**Task item**
All of the data must be printed exactly; please include every line.

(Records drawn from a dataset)
====

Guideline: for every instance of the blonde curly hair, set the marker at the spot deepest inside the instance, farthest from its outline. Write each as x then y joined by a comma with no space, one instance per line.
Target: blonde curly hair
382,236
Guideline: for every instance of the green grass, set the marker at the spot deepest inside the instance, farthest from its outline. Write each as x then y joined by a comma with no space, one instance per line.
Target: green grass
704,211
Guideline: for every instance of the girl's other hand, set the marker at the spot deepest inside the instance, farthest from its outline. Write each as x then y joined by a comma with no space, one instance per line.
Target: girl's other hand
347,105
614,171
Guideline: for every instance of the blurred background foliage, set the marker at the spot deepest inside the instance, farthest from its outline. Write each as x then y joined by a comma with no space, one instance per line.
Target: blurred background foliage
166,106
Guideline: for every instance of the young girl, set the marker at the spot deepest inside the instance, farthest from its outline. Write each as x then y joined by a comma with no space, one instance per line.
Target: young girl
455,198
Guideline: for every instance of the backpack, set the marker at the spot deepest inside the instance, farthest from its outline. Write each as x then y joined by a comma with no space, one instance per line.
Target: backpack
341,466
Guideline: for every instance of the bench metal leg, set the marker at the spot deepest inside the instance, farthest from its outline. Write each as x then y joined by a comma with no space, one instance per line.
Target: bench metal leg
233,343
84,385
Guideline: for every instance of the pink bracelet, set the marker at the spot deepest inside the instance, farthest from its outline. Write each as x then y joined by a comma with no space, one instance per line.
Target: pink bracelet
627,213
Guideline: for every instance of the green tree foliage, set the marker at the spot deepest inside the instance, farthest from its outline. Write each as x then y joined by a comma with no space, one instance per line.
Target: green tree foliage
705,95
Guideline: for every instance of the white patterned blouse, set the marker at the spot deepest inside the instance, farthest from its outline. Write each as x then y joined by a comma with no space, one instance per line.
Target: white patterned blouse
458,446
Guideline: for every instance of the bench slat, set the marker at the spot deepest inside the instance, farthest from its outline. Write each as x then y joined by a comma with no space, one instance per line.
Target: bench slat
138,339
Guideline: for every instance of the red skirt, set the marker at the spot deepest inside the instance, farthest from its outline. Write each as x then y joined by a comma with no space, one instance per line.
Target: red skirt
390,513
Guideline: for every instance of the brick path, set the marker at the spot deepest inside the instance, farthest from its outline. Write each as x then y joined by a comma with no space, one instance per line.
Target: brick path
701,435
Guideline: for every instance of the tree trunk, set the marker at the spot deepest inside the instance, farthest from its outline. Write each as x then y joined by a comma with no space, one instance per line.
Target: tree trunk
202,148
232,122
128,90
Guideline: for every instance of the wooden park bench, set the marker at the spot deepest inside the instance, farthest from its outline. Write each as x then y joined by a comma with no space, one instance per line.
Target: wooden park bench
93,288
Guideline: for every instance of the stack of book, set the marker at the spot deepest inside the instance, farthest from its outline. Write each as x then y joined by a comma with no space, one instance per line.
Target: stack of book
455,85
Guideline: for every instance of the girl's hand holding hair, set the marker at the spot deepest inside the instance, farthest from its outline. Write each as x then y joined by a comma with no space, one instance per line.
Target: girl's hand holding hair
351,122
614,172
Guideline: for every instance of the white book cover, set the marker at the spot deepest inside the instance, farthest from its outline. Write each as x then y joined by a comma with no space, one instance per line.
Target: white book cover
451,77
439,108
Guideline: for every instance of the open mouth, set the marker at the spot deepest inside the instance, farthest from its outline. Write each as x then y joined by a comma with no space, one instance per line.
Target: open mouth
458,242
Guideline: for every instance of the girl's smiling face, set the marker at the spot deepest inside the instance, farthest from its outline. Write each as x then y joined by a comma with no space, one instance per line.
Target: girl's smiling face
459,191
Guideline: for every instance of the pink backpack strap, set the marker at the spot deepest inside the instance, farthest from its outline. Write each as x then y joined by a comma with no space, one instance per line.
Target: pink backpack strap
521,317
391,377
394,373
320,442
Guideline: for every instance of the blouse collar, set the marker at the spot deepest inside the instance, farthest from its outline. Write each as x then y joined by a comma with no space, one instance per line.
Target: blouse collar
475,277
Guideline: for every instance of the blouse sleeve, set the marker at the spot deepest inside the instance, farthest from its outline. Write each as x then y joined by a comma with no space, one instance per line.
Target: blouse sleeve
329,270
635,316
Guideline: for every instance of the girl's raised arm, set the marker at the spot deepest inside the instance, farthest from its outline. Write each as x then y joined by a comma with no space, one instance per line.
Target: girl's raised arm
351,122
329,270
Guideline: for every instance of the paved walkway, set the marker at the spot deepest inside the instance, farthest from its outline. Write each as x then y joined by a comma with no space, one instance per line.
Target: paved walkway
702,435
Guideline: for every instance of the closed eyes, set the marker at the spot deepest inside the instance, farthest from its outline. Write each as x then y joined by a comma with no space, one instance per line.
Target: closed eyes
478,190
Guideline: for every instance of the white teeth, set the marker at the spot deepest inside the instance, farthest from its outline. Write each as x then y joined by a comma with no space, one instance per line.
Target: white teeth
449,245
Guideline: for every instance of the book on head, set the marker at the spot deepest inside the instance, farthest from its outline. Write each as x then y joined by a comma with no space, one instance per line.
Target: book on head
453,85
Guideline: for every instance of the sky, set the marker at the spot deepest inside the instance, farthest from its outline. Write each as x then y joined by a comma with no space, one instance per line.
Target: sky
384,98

====

**Task output**
Guideline: for every instance of the blonde curly hair, set the marker at the spot deepest inside the instance, farthest from its outline. Write each as x then y joined by a comma with no space, one instance per line.
Target: blonde curly hair
382,236
Guideline: for every instance of the green grass, set the marker at the spot deepest inside the instance, farthest from its outline. Write each as x then y joined by a comma with no space, one instance per line.
Target: green grass
704,211
Guideline: for every instance of the girl's other hand, set the marker at the spot deepest inside the instance, farthest from its outline. Write each as x then y joined by a comma with no space, one instance per line.
Target: girl's other hand
347,105
614,171
Guideline: for every instance of the blurred background foliage, set the marker at the spot deepest inside the instance, farthest from its outline. Write each as x then y joined by a comma with no space, one instance per line.
Target: blurred background foliage
166,106
Guideline: for every instance of the young girl, set the marker at the spot deepest inside the instance, farthest from its outline. Write each as x then y joined by a comma with no space, one instance per line.
Target: young girl
455,198
Guideline: for every instance of the backpack, set the marker at the spot deepest inside the instance, farthest from its outline. Write each as x then y joined by a comma with no space, one instance per line.
Target: backpack
341,466
Guideline: for every instance of the bench metal leg, set the marker at the spot deepest inside the instance, farthest from its outline. Write each as x then y joined by a comma with no space, one instance per line.
Target: bench metal leg
233,343
84,385
Guideline: for every instance of the pink bracelet, set the marker at the spot deepest inside the instance, farthest from its outline. Write each as x then y joined by a comma with no space, one instance per line.
Target: pink bracelet
627,213
Guideline: for every instance of the green tree foliage, set the marker at the spot deepest inside the instance, farthest from its outline. Write each as x then y joined by a comma with no space, one instance per line.
Target: green tree foliage
705,95
Guideline: for every instance of the white patterned blouse, set the marker at the spot deepest inside the instance, farthest from its outline. Write each as x then y joined by a comma with no space, one instance per line.
Target: white patterned blouse
458,446
Guideline: for every instance of the bench slat, set the marker at the spot deepest inside the instance, farthest from its outline. Write each as x then y joined by a comma with no space, one instance per line.
Target: bench slat
138,339
Guideline: for every instance of the red skirt, set the marker at the spot deepest inside the instance, farthest from its outline. Write each as x then y joined by a comma with no space, one instance per line.
Target: red skirt
390,513
Guideline: for every instance of the brick path, set the marker at the spot deepest inside the instance, farthest from its outline. Write each as x then y joined by a comma with no space, one instance per line.
Target: brick path
701,435
Guideline: for every instance of the tree trunk, set the marker at the spot deepest inside the instance, farthest from its outline. Write each as x then y joined by a comma with no space, one instance per line.
Target: tree trunk
202,148
232,122
128,90
Guideline: for every instance of the wooden park bench, set the marker at the spot deepest inside the instance, farthest from its outline. Write each as x then y joined by a comma with no space, one instance per line.
Target: wooden park bench
93,288
Guideline: for every instance of the stack of book, set the marker at the spot deepest inside the instance, farthest from its outline. Write each as x then y joined by a comma with no space, one instance per line.
Target: stack of book
455,85
Guideline: for every instance of the girl's hand holding hair, set the marker at the spot deepest inside the instance, farthest from its outline. Write each as x then y joined by a comma with no space, one instance per line.
Target: girl's hand holding hair
351,122
614,172
Guideline: for every instance of the white book cover, set the marker at the spot deepest inside the instance, farthest from its outline. Write each as x then y joined by a comma with no space, one instance per line.
Target: white book cover
451,77
439,108
Guideline: for every instance of the open mouth, set the marker at the spot deepest inside the instance, farthest from its outline. Write each as x then y joined by a comma with no space, one instance per line.
Target: open mouth
458,242
Guideline: for every instance of the girl's smiling face, set the marker at the spot deepest inside the instance, farthest from its outline. Write each as x then y joined by a comma with no space, one instance per line.
Target: girl's smiling face
459,191
Guideline: for every instance of the pink backpack strap, set the marker at the spot deepest inside the instance, farthest from its outline. Write each as x then y joined by a comma with no space, one instance per line.
Target: pink backpack strap
521,317
391,377
394,373
320,442
Guideline: for every instance of the blouse collar, set the marker at the spot deepest inside the instance, farthest from its outline. Write each as x then y joined by a comma with no space, one instance per line.
Target: blouse collar
475,277
Guideline: for every instance of the blouse sleeve, set the marker at the spot deepest inside the instance, farthest from its outline. Write each as x then y joined by a comma with no space, one instance per line.
Target: blouse sleeve
329,270
635,316
Guideline: for every instance of the girl's raised arm, set the marker at the spot deepest inside the instance, farthest from its outline. Write each as x then y joined by a comma with no space, one instance per line.
Target: girl's raised arm
351,122
329,270
Guideline: for every instance of the paved walkway, set the marker at the spot deepest inside the instance, farthest from its outline. Write each as x then y joined by a comma with no space, one instance per line.
Target: paved walkway
702,435
Guideline: for every instance of the closed eyes, set the marker at the spot deepest inside the instance, farthest from its outline. Write each as x then y joined by a comma with no space, one instance per line.
Target: closed eyes
478,190
Guideline: for every instance of the white teeth, set the marker at the spot deepest inside the instance, farthest from its outline. Write each as x then y joined by a comma with no space, one instance per line.
Target: white teeth
449,245
Guideline: for every instance of the book on head, set the marker at the spot deepest inside the instance, farthest from its outline. Write each as x then y joined by a comma with no space, one instance per line.
Target: book on head
453,85
Guideline: for every instance of the sky, set the marker at the spot deepest inside the instance, farthest from its outline. Write each as x then y joined by a comma with no space, one instance per line.
Target: sky
384,98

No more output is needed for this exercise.